──────── Document section

Tuesday, April 29, 2014

La Pineta and Bibbona



We emerged from the pine forest in Marina di Bibbona as the sun was beginning to set over the Mediterranean Sea. The beach was empty except for a few fisherman casting long rods and a dog romping in the sand. Nearby was a small building that resembled so many others up and down the Tuscan coast - a place where you might rent a beach umbrella and maybe grab a quick snack. Yet this strana baracca as Chef Luciano Zazzeri likes to call it, is home to La Pineta, one of Italy's great restaurants known for its wonderful seafood. The restaurant takes its name from the Tuscan coastal pine forests that were cultivated for their pine nuts as far back as Roman times. La Pineta, the restaurant, was the reason we and two of our friends were here.

Before going down to the sea, we had spent the end of the afternoon in the original medieval village of Bibbona that sits on a nearby hill.  The town's name is Etruscan in origin, but much of that early history is lost. Bibbona is first mentioned by that name in 1040. In the 1100s there are records of a dispute between Ugo della Gherardesca and the bishop of nearby Lucca over feudal rights in the area. 

The village - lovely and quiet on this weekday afternoon - is built in a series of concentric circles, connected by narrow streets and steep steps. Its center is the 11th-12th century church of Sant'Ilario. Like many villages in Tuscany, its position on a hill was not only for defensive purposes, but also to lift the town above the unhealthy swamps and marshes that covered much of the lowlands in ancient times. Today's Tuscany of vineyards and olive groves that most people know and love is the result of successive draining projects over several centuries.

────────────────
──────── Stored records

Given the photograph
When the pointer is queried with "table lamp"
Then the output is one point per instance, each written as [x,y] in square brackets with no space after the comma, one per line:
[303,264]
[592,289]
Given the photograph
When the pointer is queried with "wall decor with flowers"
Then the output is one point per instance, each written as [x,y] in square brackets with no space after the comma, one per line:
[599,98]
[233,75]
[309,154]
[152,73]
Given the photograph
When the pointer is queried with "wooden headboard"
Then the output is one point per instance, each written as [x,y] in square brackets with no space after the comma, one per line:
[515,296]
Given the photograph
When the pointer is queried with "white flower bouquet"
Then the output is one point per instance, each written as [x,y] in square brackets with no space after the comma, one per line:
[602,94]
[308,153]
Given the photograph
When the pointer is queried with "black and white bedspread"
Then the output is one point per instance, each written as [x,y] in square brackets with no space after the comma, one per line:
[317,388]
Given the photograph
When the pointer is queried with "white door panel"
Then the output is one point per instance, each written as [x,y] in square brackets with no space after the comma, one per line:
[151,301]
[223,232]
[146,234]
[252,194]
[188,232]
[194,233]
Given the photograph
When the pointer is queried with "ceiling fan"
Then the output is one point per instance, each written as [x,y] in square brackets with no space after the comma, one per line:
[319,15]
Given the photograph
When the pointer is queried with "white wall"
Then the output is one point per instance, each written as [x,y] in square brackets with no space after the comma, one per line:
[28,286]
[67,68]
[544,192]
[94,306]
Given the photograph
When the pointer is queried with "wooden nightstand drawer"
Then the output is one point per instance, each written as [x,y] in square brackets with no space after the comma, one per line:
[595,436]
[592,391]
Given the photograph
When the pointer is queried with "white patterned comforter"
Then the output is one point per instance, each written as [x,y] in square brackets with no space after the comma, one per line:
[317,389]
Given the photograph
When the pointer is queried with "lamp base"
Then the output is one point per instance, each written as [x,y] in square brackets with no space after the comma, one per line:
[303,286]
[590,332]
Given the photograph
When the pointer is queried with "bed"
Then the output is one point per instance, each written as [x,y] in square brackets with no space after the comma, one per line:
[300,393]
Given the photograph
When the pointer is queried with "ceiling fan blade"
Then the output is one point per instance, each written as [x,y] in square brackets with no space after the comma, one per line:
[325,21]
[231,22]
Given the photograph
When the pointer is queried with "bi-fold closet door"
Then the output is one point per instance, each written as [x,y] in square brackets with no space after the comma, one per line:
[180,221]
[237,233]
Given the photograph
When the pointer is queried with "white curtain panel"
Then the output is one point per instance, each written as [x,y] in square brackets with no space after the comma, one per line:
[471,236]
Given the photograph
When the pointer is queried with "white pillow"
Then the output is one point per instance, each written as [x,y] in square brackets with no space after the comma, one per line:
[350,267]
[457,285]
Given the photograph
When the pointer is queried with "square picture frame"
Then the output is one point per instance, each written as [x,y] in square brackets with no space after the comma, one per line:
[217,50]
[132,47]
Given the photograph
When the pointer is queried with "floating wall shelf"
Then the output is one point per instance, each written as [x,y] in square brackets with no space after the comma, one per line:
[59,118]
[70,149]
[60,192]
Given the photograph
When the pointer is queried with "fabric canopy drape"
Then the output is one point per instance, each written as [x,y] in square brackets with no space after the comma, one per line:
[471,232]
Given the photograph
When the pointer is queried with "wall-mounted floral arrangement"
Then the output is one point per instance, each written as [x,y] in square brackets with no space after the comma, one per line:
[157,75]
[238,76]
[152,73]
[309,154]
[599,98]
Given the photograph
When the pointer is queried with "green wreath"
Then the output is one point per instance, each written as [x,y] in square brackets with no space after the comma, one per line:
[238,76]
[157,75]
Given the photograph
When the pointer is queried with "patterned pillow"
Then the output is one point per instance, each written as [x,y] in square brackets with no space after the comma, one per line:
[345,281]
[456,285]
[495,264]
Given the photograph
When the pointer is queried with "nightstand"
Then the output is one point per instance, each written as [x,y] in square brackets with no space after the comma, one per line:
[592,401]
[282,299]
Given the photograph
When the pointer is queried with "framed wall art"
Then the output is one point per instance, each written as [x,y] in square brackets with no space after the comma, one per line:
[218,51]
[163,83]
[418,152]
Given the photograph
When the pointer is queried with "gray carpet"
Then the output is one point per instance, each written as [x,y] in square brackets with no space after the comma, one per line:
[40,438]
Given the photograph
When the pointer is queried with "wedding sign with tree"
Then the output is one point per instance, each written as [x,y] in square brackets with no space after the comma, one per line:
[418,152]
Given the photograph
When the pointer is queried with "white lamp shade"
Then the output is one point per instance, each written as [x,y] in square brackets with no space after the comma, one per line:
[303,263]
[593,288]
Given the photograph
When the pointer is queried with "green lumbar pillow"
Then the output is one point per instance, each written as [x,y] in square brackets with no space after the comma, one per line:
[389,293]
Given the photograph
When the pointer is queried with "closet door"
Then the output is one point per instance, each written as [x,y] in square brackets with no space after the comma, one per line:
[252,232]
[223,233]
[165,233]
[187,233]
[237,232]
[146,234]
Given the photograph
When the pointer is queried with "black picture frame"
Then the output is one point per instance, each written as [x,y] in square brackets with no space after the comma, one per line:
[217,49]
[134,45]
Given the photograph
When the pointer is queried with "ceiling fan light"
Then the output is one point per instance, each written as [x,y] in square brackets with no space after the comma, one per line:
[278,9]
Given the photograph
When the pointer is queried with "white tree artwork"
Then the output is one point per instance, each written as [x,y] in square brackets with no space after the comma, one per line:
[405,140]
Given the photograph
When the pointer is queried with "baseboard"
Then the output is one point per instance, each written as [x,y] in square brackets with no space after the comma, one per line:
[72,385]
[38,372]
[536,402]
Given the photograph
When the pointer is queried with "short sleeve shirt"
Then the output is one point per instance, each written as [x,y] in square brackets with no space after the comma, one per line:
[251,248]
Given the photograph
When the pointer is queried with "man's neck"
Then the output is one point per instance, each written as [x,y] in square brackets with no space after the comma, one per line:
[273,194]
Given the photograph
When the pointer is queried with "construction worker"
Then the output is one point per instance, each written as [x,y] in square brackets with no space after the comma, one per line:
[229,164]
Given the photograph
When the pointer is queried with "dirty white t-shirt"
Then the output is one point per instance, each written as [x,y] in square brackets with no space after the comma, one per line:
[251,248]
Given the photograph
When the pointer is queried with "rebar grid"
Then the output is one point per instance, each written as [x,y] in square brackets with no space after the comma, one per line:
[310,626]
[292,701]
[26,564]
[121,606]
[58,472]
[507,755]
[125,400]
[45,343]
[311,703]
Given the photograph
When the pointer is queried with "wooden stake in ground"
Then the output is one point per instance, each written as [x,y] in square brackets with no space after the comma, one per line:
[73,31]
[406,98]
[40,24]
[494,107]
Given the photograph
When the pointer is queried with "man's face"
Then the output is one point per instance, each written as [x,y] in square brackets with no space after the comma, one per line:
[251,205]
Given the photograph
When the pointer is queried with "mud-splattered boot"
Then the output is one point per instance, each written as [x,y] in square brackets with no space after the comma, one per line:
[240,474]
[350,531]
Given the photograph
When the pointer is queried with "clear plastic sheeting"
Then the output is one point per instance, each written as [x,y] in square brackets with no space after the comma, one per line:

────────────────

### Problem statement
In the account of La Pineta and Bibbona, copy the passage starting at "La Pineta and" and ending at "friends were here.", substituting "deck chair" for "beach umbrella".

### Task response
La Pineta and Bibbona



We emerged from the pine forest in Marina di Bibbona as the sun was beginning to set over the Mediterranean Sea. The beach was empty except for a few fisherman casting long rods and a dog romping in the sand. Nearby was a small building that resembled so many others up and down the Tuscan coast - a place where you might rent a deck chair and maybe grab a quick snack. Yet this strana baracca as Chef Luciano Zazzeri likes to call it, is home to La Pineta, one of Italy's great restaurants known for its wonderful seafood. The restaurant takes its name from the Tuscan coastal pine forests that were cultivated for their pine nuts as far back as Roman times. La Pineta, the restaurant, was the reason we and two of our friends were here.